*Exercise requirements*
Please copy each of the rows below line for line, without changing anything.

Extracted rows:
----
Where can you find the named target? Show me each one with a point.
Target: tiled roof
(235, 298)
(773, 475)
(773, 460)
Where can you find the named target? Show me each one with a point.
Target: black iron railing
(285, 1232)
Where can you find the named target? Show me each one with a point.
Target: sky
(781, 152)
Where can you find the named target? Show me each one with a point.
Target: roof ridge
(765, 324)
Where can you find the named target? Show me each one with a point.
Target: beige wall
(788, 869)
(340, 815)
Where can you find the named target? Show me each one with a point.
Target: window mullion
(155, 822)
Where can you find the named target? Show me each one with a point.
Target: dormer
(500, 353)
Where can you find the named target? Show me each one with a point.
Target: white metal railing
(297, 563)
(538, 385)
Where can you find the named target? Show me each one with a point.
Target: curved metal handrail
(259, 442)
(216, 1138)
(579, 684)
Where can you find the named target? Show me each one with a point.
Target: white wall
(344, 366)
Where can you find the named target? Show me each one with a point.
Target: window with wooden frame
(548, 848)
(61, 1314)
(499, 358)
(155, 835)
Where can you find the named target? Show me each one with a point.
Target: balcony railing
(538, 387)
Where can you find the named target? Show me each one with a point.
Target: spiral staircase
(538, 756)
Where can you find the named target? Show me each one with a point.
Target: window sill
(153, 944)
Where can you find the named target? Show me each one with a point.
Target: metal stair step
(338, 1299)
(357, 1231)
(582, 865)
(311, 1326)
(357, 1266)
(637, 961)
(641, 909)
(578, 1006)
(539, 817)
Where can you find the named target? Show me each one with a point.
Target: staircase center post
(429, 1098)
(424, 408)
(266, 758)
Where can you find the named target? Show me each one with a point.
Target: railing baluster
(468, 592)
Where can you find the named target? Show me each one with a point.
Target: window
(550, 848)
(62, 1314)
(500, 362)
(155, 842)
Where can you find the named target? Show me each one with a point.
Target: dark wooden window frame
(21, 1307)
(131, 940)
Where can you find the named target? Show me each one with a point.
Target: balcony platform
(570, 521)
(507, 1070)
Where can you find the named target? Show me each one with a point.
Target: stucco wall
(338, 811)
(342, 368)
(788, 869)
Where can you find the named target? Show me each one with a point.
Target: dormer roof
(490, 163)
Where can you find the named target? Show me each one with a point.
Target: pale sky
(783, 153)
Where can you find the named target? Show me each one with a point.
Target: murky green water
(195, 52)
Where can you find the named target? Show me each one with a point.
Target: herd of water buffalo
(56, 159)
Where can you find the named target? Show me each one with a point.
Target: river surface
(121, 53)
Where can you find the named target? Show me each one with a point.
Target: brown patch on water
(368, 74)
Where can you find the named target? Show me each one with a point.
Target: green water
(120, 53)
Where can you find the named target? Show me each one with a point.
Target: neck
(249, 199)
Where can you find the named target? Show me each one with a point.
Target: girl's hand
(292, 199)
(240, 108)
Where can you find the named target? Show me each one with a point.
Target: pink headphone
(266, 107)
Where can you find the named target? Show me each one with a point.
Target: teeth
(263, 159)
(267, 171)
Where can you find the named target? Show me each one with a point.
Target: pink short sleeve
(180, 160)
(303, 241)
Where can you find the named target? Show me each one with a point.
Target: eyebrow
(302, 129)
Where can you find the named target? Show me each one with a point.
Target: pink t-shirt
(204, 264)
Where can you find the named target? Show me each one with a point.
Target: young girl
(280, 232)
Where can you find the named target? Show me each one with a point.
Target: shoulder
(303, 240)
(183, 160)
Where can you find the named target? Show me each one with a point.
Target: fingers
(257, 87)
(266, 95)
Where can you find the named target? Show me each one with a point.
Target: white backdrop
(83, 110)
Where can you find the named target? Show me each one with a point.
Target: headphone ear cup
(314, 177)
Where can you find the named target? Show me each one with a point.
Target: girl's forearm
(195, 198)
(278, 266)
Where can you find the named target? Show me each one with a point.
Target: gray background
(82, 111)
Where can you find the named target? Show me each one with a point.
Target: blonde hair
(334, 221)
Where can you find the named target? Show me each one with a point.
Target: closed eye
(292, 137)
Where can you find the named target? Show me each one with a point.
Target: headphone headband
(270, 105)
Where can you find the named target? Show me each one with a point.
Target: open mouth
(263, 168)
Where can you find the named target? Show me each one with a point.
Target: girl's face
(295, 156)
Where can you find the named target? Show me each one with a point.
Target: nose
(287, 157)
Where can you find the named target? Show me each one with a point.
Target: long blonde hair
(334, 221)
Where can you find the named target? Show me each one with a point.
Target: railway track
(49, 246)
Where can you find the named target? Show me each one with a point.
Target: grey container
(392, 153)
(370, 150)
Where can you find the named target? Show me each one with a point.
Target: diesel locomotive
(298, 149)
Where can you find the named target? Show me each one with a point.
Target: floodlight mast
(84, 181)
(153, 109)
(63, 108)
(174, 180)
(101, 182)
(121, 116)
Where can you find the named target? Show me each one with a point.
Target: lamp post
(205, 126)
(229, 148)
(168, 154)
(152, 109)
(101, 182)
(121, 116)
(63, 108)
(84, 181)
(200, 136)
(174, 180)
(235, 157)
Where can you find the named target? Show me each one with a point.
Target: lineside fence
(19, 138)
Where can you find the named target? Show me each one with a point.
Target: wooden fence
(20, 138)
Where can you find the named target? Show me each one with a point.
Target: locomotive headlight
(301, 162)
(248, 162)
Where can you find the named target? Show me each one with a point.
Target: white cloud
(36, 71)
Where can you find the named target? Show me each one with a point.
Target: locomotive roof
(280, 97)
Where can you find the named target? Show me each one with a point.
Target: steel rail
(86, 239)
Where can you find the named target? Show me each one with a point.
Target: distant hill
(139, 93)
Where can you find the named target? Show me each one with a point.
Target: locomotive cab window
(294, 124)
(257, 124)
----
*Result for this exercise*
Where can you find the named target? Show me each one with a point.
Target: tiled roof
(235, 298)
(773, 475)
(773, 460)
Where can you find the named target? Show me each one with a point.
Target: black iron railing
(285, 1232)
Where can you find the named target? Show me each one with a point.
Target: sky
(781, 152)
Where can you find the named target? Show me each one with a point.
Target: roof ridge
(765, 324)
Where can you find the named target? Show me each one with a point.
Target: beige wall
(788, 869)
(340, 815)
Where can you find the named target? Show me each one with a point.
Target: window mullion
(155, 822)
Where can you find the named target? Show me each one with a point.
Target: dormer
(500, 353)
Where can you find the named target? Show me each one with a point.
Target: white metal railing
(297, 563)
(538, 385)
Where can you find the named target? Show me each one with a point.
Target: curved metal handrail
(259, 442)
(216, 1138)
(579, 684)
Where can you find the named target? Show me each one with a point.
Target: white wall
(344, 366)
Where can you find the named target? Show me each one with a point.
Target: window with wooden frame
(548, 848)
(61, 1314)
(499, 358)
(155, 835)
Where can you find the named target? Show me each one with a point.
Target: balcony railing
(538, 387)
Where can you find the named target? Show me each one with a point.
Target: spiral staircase
(538, 756)
Where can you find the named target? Show me each one with a point.
Target: window sill
(153, 944)
Where can you find the named target? Show me each one with a point.
Target: metal stair step
(338, 1299)
(357, 1231)
(582, 865)
(311, 1326)
(357, 1266)
(637, 961)
(641, 909)
(578, 1006)
(539, 817)
Where can you find the named target? Show me each one with a point.
Target: staircase center post
(429, 1098)
(424, 408)
(266, 758)
Where can you find the named target? Show me each one with a point.
Target: railing baluster
(468, 592)
Where can you find the named target? Show me each one with a point.
Target: window
(550, 848)
(62, 1314)
(500, 362)
(155, 842)
Where can you find the named target? Show me each one with a point.
Target: dark wooden window frame
(21, 1307)
(131, 940)
Where can you find the named target? Show me each one with a point.
Target: balcony platform
(570, 521)
(507, 1070)
Where can you find the named target? Show me each one with a point.
Target: stucco wall
(338, 811)
(342, 368)
(788, 869)
Where can you find the named target? Show me each one with a point.
Target: dormer roof
(490, 163)
Where can you find the named target? Show me each one with a point.
Target: pale sky
(783, 153)
Where can you find the named target? Show me each one with a point.
Target: murky green water
(195, 52)
Where can you find the named target? Show me each one with a point.
Target: herd of water buffalo
(56, 159)
Where can you find the named target? Show me each one with a point.
Target: river surface
(121, 53)
Where can you find the named target? Show me each one with a point.
Target: brown patch on water
(368, 74)
Where can you find the named target? Show me each one with a point.
Target: green water
(120, 53)
Where can you find the named target? Show me each one with a point.
Target: neck
(249, 199)
Where can you find the named target? Show me each one with a point.
Target: girl's hand
(292, 199)
(240, 108)
Where can you find the named target? Show me each one with a point.
Target: pink headphone
(266, 107)
Where can you find the named target? Show me each one with a point.
Target: teeth
(263, 159)
(267, 171)
Where can you find the named target? Show me each one with a point.
Target: pink short sleeve
(180, 160)
(303, 241)
Where can you find the named target? Show me each one with a point.
Target: eyebrow
(302, 129)
Where can you find the named target? Show me each one with a point.
Target: pink t-shirt
(204, 264)
Where can you find the named target? Show me each one with a point.
Target: young girl
(280, 232)
Where can you find the named target? Show me each one with a point.
Target: shoulder
(303, 240)
(183, 160)
Where can you find the named target? Show me each one with a point.
Target: fingers
(257, 87)
(266, 95)
Where can you find the named target? Show me each one with a point.
Target: white backdrop
(83, 110)
Where can you find the named target? Show me each one with a point.
Target: headphone ear cup
(314, 177)
Where can you find the named target? Show me each one with a point.
Target: girl's forearm
(195, 198)
(278, 266)
Where can you find the named target? Show me each one with a point.
Target: gray background
(82, 111)
Where can you find the named target? Show me each one with a point.
Target: blonde hair
(334, 221)
Where can you find the named target? Show me each one with a point.
Target: closed eye
(292, 137)
Where can you find the named target? Show me each one with a point.
Target: headphone headband
(270, 105)
Where can you find the named target? Show me each one with a point.
Target: open mouth
(263, 168)
Where can you find the named target? Show me each one with a point.
Target: girl's face
(295, 156)
Where can you find the named target? Show me each one with a point.
Target: nose
(287, 157)
Where can you find the named target? Show me each one with a point.
Target: long blonde hair
(334, 221)
Where can you find the named target? Show me each one with a point.
Target: railway track
(49, 246)
Where can you find the named target? Show me each one with a point.
Target: grey container
(392, 153)
(370, 150)
Where can you find the named target? Show me each one with a point.
Target: diesel locomotive
(298, 149)
Where can you find the named target? Show me each one with a point.
Target: floodlight mast
(84, 181)
(153, 109)
(63, 108)
(174, 180)
(101, 182)
(121, 116)
Where can you find the named target? Show me each one with a point.
Target: lamp post
(205, 126)
(229, 148)
(168, 154)
(152, 109)
(101, 182)
(121, 116)
(63, 108)
(84, 181)
(200, 136)
(174, 180)
(235, 157)
Where can you find the named target? Show me each one with a point.
Target: lineside fence
(19, 138)
Where can you find the named target? Show me each one with a point.
Target: wooden fence
(20, 138)
Where can you find the named target? Show me each one with a point.
Target: locomotive headlight
(301, 162)
(248, 162)
Where can you find the named target? Show me each one with a point.
Target: white cloud
(36, 71)
Where can you find the named target? Show me each one with a point.
Target: locomotive roof
(280, 97)
Where can you find the named target? Show me each one with a point.
Target: steel rail
(86, 239)
Where can you find the named target? Show me each one with a point.
Target: distant hill
(139, 93)
Where can you find the named target? Show me each one with a point.
Target: locomotive cab window
(294, 124)
(257, 124)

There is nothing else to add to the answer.